> What this task involves: Each entry is to be transcribed exactly, with nothing added or dropped.

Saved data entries
>>>

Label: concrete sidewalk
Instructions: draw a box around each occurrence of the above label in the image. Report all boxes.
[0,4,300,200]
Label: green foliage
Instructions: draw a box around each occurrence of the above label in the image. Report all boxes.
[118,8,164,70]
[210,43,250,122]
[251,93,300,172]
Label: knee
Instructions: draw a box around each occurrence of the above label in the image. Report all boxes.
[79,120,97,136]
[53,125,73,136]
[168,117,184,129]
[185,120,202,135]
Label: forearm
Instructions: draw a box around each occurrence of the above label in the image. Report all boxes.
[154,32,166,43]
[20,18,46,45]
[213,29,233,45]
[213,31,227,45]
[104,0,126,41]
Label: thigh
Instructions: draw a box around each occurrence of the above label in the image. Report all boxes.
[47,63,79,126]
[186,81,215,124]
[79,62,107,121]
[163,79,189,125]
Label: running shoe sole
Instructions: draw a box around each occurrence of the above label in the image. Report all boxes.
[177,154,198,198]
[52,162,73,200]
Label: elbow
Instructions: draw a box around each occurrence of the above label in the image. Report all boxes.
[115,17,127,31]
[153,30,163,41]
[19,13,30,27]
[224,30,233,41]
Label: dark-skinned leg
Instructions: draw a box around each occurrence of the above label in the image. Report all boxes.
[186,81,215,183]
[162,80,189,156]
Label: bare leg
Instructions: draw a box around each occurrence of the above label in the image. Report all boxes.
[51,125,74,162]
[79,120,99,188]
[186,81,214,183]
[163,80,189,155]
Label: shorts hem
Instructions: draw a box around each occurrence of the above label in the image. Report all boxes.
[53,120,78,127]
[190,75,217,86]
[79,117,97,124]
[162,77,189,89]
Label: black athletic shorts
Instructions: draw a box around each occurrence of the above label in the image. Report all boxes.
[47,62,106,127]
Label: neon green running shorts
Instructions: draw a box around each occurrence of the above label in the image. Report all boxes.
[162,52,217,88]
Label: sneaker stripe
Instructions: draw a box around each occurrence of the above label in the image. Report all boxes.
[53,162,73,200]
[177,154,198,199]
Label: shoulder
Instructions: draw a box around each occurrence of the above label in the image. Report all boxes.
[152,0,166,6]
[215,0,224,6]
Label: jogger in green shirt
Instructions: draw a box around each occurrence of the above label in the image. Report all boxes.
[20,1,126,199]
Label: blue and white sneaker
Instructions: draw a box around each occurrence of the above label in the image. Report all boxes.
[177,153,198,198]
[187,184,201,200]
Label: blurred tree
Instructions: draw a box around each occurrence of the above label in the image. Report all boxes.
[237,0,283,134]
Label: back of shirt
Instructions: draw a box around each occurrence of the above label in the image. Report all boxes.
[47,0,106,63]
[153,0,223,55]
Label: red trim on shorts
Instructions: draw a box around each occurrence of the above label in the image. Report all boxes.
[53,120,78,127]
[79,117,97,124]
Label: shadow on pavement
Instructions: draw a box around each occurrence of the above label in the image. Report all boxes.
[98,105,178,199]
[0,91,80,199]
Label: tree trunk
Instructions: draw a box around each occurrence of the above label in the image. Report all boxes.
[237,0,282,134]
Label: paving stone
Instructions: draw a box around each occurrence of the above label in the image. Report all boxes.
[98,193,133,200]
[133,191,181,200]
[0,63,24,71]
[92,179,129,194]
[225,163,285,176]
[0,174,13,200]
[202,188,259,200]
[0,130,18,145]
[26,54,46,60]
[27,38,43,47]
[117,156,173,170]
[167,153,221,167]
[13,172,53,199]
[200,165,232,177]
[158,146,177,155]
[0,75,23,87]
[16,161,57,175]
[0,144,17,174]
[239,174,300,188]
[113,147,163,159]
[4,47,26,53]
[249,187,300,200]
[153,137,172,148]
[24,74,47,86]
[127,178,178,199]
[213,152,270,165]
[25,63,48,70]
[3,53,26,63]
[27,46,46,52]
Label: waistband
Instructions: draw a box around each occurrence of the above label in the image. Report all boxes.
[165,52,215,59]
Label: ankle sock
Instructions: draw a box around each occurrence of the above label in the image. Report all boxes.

<<<

> Worked solution:
Label: concrete sidewalk
Instructions: draw a box around each occurrence of the above label in the image. Report all boxes.
[0,4,300,200]
Label: green foliage
Instructions: draw a box around each occurrence of the above label in the image. Report all boxes.
[118,8,164,70]
[210,43,250,122]
[251,93,300,172]
Label: knee
Instructions: draw a box around each occurrence of the above label in the image. Report all boxes.
[79,120,97,136]
[53,125,73,136]
[168,117,184,129]
[185,120,202,135]
Label: forearm
Instructions: draw a box around each occurrence of the above label in the image. Report all boxes.
[154,32,166,43]
[20,18,46,45]
[213,29,233,45]
[213,31,227,45]
[104,0,126,41]
Label: thigh
Instructions: draw a box around each occurrence of the above label in the image. Report all boxes.
[47,63,79,126]
[186,81,215,124]
[79,62,107,121]
[163,79,189,125]
Label: running shoe sole
Instructions: draw a box around each occurrence of the above label in the image. Report all boxes.
[177,154,198,198]
[52,162,73,200]
Label: elbow
Instructions: draw a box around each occurrence of the above label in the image. Report all boxes.
[115,17,127,31]
[153,30,163,41]
[19,13,30,27]
[224,30,233,41]
Label: dark-skinned leg
Instructions: draw a box around each occurrence of the above label in the image. Report all boxes.
[186,81,215,183]
[162,80,189,156]
Label: bare leg
Instructions: draw a box around each occurrence of the above label in the image. Report all boxes.
[51,125,74,162]
[79,120,99,188]
[186,81,214,183]
[163,80,189,155]
Label: shorts hem
Instructions: draw a box around each occurrence of the above label in the image. Report all boxes.
[53,120,78,127]
[190,75,217,86]
[79,117,97,124]
[162,77,189,89]
Label: black athletic shorts
Instructions: draw a box around each occurrence of the above label in the image. Report all boxes.
[47,62,106,127]
Label: neon green running shorts
Instructions: draw a box around each occurrence of the above label in the image. Report all boxes.
[162,52,217,88]
Label: sneaker stripe
Instructions: draw a box around each occurrence of the above label in the image. Report all boxes.
[53,162,73,200]
[177,154,198,199]
Label: shoulder
Instructions: draw a box around each occurrence of the above label in the image. Report all boxes.
[152,0,166,6]
[215,0,224,6]
Label: jogger in green shirt
Instructions: draw a box around each occurrence of the above label in the image. Report all boxes.
[20,1,126,199]
Label: blue and white sneaker
Instructions: draw a box around each occurrence of the above label in the image. Report all boxes.
[177,153,198,198]
[187,184,201,200]
Label: blurred tree
Instructions: draw a box around each occurrence of the above label in the image. Report all boxes.
[237,0,283,134]
Label: back of shirt
Instructions: draw a box around each occurrence of the above label in the image. Report all boxes.
[47,0,106,63]
[153,0,223,55]
Label: red trim on shorts
Instructions: draw a box around each occurrence of the above label in the image. Report all boxes.
[53,120,78,127]
[79,117,97,124]
Label: shadow on pavement
Instructions: draw a box around each occurrence of the above label in the image. Report all boxes.
[98,105,178,199]
[0,91,80,199]
Label: tree trunk
Instructions: draw a box around each occurrence of the above label in the image. Report all boxes.
[237,0,282,134]
Label: paving stone
Instructions: draw a box around each occurrence of the above label in the image. Report all boxes.
[98,193,133,200]
[133,191,181,200]
[0,63,24,71]
[92,179,129,194]
[225,163,285,176]
[0,174,13,200]
[202,188,259,200]
[0,130,18,145]
[26,54,46,60]
[27,38,43,47]
[117,156,173,170]
[167,153,221,167]
[13,172,53,199]
[200,165,232,177]
[158,146,177,155]
[0,75,23,87]
[16,161,57,175]
[0,144,17,174]
[239,174,300,188]
[113,147,163,159]
[4,47,26,53]
[249,187,300,200]
[153,137,172,148]
[24,74,47,86]
[127,178,178,199]
[213,152,270,165]
[25,63,48,70]
[3,53,26,63]
[27,46,46,52]
Label: waistband
Instructions: draw a box around each occurrence of the above label in the image. Report all boxes.
[165,52,215,59]
Label: ankle sock
Instructions: draw a box around each occurrence of the above label in the image. Report all boxes.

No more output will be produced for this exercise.